## Task to carry out:
The line containing "Keypoint placement: for each instance of the smartphone, put" marks where to begin; quote it and every line after it through the end of the data, exactly as written.
--- start of Material for this exercise ---
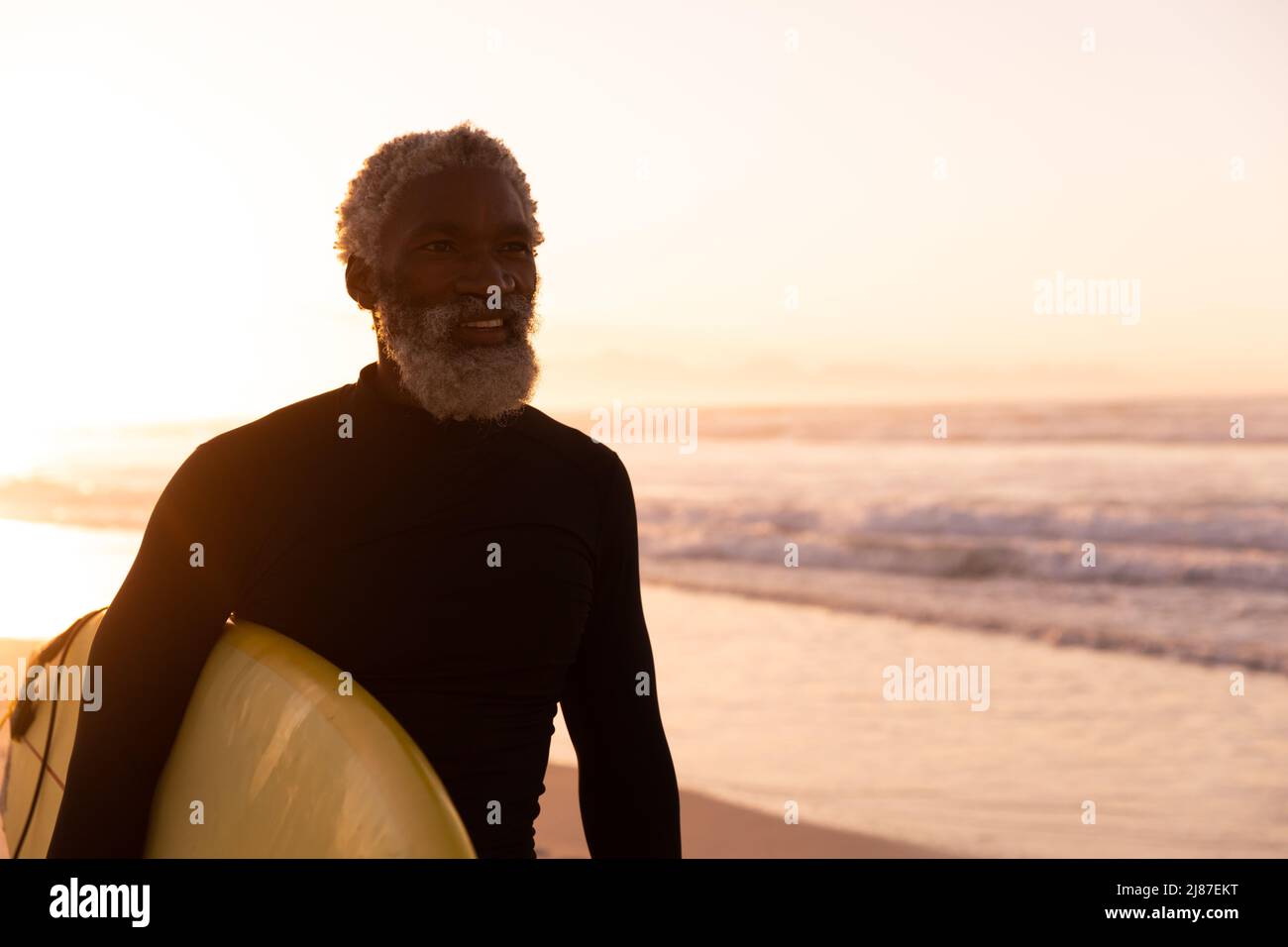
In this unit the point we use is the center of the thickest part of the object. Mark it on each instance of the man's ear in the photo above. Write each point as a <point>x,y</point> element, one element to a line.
<point>360,278</point>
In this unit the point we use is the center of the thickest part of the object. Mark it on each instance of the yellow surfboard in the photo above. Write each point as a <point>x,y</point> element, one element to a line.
<point>282,764</point>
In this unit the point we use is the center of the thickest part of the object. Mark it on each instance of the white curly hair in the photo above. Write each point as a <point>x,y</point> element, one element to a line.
<point>375,188</point>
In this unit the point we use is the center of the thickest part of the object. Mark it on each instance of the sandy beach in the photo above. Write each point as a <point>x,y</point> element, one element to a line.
<point>711,828</point>
<point>771,703</point>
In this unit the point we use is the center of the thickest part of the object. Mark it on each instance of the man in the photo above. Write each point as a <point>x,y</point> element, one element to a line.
<point>469,560</point>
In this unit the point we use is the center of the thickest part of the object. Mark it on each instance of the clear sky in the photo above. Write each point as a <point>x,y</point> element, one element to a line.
<point>171,172</point>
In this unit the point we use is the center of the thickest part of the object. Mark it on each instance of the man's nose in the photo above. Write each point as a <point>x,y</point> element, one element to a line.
<point>481,272</point>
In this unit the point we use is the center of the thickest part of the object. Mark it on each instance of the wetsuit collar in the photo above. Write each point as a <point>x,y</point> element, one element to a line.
<point>369,395</point>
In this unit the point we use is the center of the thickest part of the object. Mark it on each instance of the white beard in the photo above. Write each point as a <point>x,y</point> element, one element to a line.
<point>462,381</point>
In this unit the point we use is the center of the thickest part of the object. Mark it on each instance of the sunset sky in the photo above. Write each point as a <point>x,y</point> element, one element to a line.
<point>171,174</point>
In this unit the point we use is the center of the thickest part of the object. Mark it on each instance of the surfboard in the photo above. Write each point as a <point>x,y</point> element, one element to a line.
<point>273,761</point>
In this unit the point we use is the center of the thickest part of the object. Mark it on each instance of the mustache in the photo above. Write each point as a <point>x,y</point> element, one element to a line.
<point>434,324</point>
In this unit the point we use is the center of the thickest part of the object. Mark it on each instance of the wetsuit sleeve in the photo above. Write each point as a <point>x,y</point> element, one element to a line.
<point>151,647</point>
<point>630,801</point>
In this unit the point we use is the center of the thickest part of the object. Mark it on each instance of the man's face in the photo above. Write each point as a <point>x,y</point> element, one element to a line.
<point>455,241</point>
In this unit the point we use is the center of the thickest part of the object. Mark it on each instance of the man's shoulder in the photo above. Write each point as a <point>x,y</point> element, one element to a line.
<point>566,444</point>
<point>283,433</point>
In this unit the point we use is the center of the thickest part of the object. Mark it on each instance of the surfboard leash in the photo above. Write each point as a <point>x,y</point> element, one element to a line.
<point>50,736</point>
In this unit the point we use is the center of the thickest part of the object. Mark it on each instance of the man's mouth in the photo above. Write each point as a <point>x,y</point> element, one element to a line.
<point>492,331</point>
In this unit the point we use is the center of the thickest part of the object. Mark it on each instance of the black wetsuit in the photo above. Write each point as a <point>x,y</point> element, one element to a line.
<point>374,551</point>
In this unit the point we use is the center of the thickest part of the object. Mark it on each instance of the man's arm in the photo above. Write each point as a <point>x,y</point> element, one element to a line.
<point>630,801</point>
<point>151,647</point>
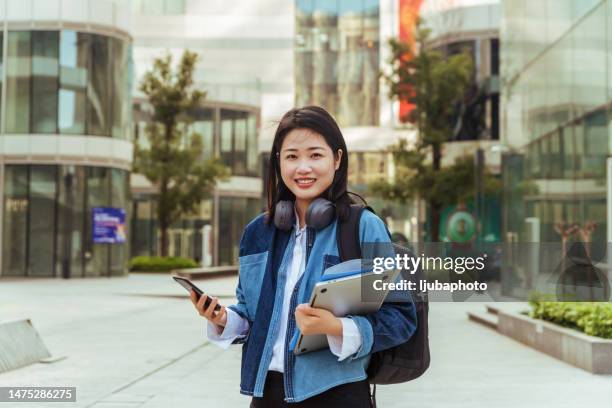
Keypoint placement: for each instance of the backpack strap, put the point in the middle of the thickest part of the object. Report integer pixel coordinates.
(347, 233)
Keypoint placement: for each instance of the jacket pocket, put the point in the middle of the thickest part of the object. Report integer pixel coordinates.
(252, 270)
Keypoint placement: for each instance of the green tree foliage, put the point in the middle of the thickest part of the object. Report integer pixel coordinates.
(173, 162)
(435, 85)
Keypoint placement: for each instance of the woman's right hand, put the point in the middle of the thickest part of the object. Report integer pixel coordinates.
(219, 318)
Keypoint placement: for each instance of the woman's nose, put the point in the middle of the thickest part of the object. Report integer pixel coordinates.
(304, 167)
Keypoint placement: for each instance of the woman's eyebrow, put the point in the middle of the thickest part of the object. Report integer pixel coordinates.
(310, 148)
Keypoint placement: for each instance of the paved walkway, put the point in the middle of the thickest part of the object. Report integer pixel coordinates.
(137, 342)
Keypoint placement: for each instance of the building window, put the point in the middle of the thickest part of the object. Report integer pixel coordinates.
(234, 214)
(18, 75)
(159, 7)
(239, 142)
(45, 72)
(337, 59)
(74, 51)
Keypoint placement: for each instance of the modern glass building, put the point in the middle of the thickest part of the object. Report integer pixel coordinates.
(472, 27)
(65, 145)
(337, 58)
(557, 94)
(245, 67)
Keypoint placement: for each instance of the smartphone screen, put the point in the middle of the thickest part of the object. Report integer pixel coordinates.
(187, 284)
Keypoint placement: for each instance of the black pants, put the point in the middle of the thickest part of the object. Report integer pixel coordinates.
(353, 395)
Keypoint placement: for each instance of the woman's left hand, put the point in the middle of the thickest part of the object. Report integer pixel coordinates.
(312, 320)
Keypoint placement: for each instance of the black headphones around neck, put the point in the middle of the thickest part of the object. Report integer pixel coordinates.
(319, 215)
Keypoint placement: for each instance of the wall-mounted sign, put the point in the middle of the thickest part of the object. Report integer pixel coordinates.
(462, 227)
(108, 225)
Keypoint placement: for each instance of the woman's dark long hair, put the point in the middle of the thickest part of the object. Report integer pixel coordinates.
(320, 121)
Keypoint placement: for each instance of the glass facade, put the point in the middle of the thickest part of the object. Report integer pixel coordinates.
(47, 220)
(556, 98)
(230, 134)
(159, 7)
(67, 82)
(337, 58)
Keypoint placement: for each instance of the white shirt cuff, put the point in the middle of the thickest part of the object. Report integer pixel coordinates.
(347, 344)
(235, 326)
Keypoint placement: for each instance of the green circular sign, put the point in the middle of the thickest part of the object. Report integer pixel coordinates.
(461, 227)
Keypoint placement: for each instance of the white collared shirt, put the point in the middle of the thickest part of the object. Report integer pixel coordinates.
(236, 326)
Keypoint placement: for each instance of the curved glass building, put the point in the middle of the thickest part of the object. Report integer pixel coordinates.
(65, 124)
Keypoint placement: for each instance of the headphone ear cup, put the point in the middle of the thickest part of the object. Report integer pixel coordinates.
(283, 215)
(320, 213)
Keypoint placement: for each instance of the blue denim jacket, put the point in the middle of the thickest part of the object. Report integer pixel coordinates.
(265, 254)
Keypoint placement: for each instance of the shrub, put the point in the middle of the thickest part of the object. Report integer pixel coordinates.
(160, 264)
(592, 318)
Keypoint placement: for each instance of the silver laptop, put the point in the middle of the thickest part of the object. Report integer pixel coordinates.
(354, 295)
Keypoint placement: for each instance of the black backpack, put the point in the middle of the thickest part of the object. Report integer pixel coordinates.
(408, 360)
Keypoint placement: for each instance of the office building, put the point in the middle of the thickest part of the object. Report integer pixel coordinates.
(65, 144)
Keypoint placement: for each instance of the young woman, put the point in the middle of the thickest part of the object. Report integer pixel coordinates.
(283, 252)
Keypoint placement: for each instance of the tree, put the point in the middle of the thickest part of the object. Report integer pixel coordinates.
(173, 162)
(436, 85)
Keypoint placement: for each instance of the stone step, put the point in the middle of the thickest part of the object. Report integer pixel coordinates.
(486, 319)
(20, 345)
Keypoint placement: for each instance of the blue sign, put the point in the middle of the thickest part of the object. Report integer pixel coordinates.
(108, 225)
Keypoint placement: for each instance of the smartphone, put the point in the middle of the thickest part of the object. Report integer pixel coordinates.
(187, 284)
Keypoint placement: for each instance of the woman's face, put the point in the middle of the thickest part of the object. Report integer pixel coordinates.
(307, 163)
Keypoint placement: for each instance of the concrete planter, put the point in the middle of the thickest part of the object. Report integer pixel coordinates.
(590, 353)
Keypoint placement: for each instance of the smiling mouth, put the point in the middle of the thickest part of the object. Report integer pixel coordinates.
(305, 181)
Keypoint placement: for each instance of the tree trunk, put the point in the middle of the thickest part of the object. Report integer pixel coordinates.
(163, 240)
(436, 209)
(163, 191)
--- end of Material for this exercise ---
## Complete answer:
Keypoint placement: for each instance of the smartphone, put the point in the middle of the thickest part of the object. Report integer pixel coordinates.
(187, 284)
Keypoint placement: for each instance of the woman's face, put the point in the middle of the thickest part of the object. Report integer pixel coordinates.
(307, 163)
Keypoint placement: for each instance of the concrete planter, put the point in the middle of the thickest part of the object. Report integer pixel coordinates.
(590, 353)
Keypoint placement: for each instance of the smiling mouth, put the point in the middle of the thickest part of the object. Report integer pixel coordinates.
(305, 181)
Keypoint placement: for each instance of the tree trunk, put the point in the middle of the thickest part of the object. Report integer pixel coordinates.
(163, 240)
(436, 209)
(163, 191)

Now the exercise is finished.